Security and risk management leaders are experiencing widespread disruption in identity and access management (IAM) solutions for many reasons, most notably because of the increased drive to customer-facing interactions on digital channels and the sudden and rapid expansion of the remote workforce because of the pandemic.
“IAM challenges have become increasingly complex,” says Akif Khan, Senior Director Analyst, Gartner, “and many organizations lack the skills and resources to manage effectively. Leaders must improve their approaches to identity proofing, develop stronger vendor management skills and mitigate the risks of an increasingly remote workforce.”
The five strategic planning assumptions that follow focus on current trends in decentralized identity, access management, IAM professional services and identity proofing.
Cybersecurity mesh will support more than 50% of IAM requests
The old security model of “inside means trusted” and “outside means untrusted” has been broken for a long time. Most digital assets and devices are outside the enterprise, as are most identities.
By 2025, cybersecurity mesh will support more than half of all IAM requests, enabling a more explicit, mobile and adaptive unified access management model. The mesh model of cybersecurity provides a more integrated, scalable, flexible and reliable approach to digital asset access control than traditional security perimeter controls.
Delivery of IAM services will increase via managed security service providers (MSSPs)
Organizations lack the qualified resources and skills to plan, develop, acquire and implement comprehensive IAM solutions. As a result, they’re contracting professional services firms to provide the necessary support, particularly where multiple functions need to be addressed simultaneously.
More and more, organizations will rely on MSSP firms for advice, guidance and integration recommendations. By 2023, 40% of IAM application convergence will primarily be driven by MSSPs that focus on delivery of best-of-breed solutions in an integrated approach, shifting influence from product vendors to service partners.
Identity proofing tools will be implemented within the workforce identity life cycle
Historically, vendor-provided enrollment and recovery workflows for multifactor authentication have incorporated weak affirmation signals, such as email addresses and phone numbers. As a result, implementing higher-trust corroboration has been left as an exercise for the enterprise.
Because of the massive increase in remote interactions with employees, more robust enrollment and recovery procedures are an urgent requirement, as it is harder to differentiate between attackers and legitimate users. By 2024, 30% of large enterprises will newly implement identity-proofing tools to address common weaknesses in workforce identity life cycle processes.
A global, portable, decentralized identity standard will begin to emerge
Centralized approaches to managing identity data — common in today’s market — struggle to provide benefits in the three key areas: Privacy, assurance and pseudonymity. A decentralized approach uses blockchain technology to help ensure privacy, enabling individuals to validate information requests by providing the requestor with only the absolute minimum required amount of information.
By 2024, a true global, portable, decentralized identity standard will emerge in the market to address business, personal, social and societal, and identity-invisible use cases.
Demographic bias within identity proofing will be widely minimized
Bias with respect to race, age, gender and other characteristics gained attention significantly in 2020, coinciding with the increased interest in document-centric identity proofing in online use cases. This “ID plus selfie” process uses face recognition algorithms to compare selfies of customers with the photo in their identity document.
There has always been awareness of possible bias in face recognition processes, with implications concerning customer experience, brand damage and possible legal liability. As a result, by 2022, 95% of organizations will require that identity-proofing vendors prove that they are minimizing demographic bias, a significant increase from less than 15% today.

··········

PROBLEMS AND TASKS
1 - Reproduce the IAM article word for word, starting with the words "A global, portable, decentralized" and ending after the words "identity-invisible use cases.".
2 - According to the IAM article, what percentage of organizations will require identity-proofing vendors to prove they are minimizing demographic bias by 2022?
Rely on nothing but the IAM article.

[Recorded data]
··········

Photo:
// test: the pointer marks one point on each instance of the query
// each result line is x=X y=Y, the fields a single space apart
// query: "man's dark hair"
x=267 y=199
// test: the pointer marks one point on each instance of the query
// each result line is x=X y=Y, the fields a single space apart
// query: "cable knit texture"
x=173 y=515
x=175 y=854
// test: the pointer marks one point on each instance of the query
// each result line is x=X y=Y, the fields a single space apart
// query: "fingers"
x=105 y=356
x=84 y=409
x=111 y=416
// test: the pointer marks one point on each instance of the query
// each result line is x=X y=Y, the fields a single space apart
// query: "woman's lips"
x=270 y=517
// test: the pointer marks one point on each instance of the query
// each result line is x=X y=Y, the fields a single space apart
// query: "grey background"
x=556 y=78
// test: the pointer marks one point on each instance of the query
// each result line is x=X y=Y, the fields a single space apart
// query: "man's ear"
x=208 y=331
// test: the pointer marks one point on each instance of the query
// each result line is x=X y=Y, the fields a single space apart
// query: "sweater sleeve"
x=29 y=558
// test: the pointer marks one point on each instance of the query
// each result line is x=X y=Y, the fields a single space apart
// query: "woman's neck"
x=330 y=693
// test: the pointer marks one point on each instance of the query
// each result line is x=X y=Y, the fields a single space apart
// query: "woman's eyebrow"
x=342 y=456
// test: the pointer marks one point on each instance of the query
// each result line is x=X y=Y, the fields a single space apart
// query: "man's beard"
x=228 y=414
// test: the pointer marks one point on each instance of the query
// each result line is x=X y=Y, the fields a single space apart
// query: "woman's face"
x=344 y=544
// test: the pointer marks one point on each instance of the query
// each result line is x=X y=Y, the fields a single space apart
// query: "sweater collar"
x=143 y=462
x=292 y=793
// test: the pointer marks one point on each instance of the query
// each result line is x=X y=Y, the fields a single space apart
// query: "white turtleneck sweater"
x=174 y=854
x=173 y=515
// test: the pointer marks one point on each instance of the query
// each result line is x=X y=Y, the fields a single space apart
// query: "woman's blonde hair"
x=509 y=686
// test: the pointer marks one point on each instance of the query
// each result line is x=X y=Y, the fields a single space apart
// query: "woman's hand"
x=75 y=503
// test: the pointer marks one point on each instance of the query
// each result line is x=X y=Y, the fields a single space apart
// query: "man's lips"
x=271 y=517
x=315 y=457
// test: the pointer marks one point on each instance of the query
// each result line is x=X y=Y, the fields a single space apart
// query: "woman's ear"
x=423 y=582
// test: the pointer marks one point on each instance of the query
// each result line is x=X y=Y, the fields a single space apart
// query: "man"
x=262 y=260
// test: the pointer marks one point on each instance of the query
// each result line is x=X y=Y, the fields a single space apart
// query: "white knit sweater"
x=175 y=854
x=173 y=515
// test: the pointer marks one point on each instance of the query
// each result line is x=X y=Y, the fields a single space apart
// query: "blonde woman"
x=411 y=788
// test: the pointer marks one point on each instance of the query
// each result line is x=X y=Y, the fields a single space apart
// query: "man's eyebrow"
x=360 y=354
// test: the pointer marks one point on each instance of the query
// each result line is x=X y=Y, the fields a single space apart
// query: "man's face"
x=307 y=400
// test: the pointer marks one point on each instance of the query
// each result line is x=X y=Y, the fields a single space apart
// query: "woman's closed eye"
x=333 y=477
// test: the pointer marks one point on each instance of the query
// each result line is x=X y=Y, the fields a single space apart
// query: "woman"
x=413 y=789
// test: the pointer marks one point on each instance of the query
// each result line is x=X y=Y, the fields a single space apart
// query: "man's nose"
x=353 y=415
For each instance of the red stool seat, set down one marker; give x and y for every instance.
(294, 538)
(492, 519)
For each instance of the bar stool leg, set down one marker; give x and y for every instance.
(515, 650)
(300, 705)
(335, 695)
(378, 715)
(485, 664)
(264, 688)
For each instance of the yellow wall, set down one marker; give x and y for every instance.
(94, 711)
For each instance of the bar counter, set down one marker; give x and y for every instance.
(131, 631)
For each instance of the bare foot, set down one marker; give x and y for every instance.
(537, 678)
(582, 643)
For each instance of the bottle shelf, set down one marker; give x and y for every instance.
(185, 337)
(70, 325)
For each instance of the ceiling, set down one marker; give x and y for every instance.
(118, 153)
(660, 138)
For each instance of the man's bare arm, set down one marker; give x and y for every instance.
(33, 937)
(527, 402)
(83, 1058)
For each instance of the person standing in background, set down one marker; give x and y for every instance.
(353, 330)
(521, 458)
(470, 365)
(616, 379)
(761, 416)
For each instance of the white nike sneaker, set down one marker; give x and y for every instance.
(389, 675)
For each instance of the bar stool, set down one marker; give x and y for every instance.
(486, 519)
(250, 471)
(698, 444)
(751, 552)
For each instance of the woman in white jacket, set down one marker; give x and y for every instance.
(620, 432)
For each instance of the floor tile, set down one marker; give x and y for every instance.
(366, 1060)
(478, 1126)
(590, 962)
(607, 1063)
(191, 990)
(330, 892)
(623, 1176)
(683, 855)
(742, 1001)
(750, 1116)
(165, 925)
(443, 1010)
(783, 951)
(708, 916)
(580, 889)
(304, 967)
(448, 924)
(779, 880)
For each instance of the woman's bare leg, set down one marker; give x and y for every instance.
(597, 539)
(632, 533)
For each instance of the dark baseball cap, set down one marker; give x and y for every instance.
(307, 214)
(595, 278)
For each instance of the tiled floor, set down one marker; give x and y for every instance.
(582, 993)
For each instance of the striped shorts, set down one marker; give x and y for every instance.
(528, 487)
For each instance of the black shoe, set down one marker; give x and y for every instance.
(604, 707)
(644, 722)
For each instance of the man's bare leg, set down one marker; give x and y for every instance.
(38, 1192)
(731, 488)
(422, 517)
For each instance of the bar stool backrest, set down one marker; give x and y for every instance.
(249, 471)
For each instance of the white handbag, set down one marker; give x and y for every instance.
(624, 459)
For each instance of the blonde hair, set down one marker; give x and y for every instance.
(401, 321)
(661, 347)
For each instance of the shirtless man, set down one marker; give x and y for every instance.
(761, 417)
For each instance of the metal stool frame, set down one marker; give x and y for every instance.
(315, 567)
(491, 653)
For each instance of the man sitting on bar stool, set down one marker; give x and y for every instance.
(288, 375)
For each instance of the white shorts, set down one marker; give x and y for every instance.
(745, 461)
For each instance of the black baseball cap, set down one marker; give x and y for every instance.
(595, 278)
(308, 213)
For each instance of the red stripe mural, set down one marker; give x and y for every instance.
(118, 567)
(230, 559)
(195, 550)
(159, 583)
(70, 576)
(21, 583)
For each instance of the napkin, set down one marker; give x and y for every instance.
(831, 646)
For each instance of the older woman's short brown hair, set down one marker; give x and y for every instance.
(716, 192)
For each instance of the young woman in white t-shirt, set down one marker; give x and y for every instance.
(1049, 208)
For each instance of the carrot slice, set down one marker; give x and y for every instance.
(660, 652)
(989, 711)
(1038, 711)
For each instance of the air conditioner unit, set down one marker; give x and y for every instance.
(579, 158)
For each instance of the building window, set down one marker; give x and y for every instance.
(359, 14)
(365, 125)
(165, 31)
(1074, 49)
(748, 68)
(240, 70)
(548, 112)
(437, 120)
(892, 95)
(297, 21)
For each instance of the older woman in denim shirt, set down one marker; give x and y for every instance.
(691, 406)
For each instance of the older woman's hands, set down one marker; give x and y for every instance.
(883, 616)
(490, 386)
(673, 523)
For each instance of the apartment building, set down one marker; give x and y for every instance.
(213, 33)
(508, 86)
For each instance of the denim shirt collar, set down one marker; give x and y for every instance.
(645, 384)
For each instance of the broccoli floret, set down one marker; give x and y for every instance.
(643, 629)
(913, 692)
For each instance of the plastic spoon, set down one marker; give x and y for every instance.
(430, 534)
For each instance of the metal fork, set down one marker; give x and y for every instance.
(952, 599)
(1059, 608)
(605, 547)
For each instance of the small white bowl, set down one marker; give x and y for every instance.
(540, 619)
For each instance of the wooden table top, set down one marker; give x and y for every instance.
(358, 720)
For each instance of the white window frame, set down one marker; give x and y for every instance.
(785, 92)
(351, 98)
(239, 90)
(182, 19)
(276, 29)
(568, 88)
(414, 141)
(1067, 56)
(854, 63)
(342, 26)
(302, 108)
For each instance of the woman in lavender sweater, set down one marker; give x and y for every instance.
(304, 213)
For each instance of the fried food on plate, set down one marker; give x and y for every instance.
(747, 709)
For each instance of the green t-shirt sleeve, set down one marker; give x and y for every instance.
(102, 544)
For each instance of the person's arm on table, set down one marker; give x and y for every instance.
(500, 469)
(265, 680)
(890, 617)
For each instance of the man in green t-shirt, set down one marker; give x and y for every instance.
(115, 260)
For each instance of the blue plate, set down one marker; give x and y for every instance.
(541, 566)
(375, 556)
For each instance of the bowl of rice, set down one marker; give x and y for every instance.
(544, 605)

··········

RESPONSES TO THE TASKS
1 -
A global, portable, decentralized identity standard will begin to emerge
Centralized approaches to managing identity data — common in today’s market — struggle to provide benefits in the three key areas: Privacy, assurance and pseudonymity. A decentralized approach uses blockchain technology to help ensure privacy, enabling individuals to validate information requests by providing the requestor with only the absolute minimum required amount of information.
By 2024, a true global, portable, decentralized identity standard will emerge in the market to address business, personal, social and societal, and identity-invisible use cases.

2 - 95% of organizations.